Task to carry out: Arrange all the items below as a two-column CSV with the headers item_text and answer, one row per item, placing each item's text and its answer in separate quoted fields with line breaks replaced by spaces. Leave the pictures out of the result.

[Object point labels]

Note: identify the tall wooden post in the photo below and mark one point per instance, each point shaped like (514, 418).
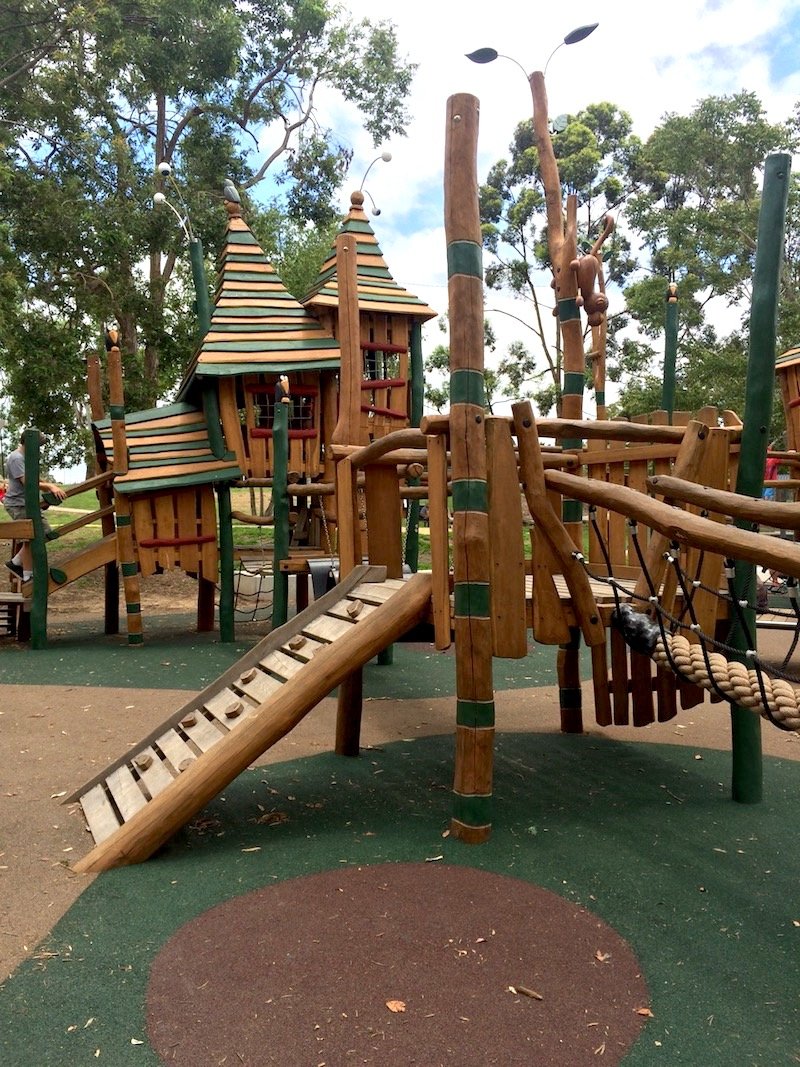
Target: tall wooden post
(106, 499)
(126, 551)
(348, 429)
(227, 614)
(475, 697)
(281, 503)
(38, 544)
(747, 775)
(670, 351)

In response:
item_text,answer
"Note: identify the tall wooden post in the photo below and mark one point per instance, each point shaped like (514, 418). Target: tall wooden post","(106, 499) (126, 551) (348, 429) (227, 614) (475, 697) (281, 503) (38, 544) (747, 775) (670, 351)"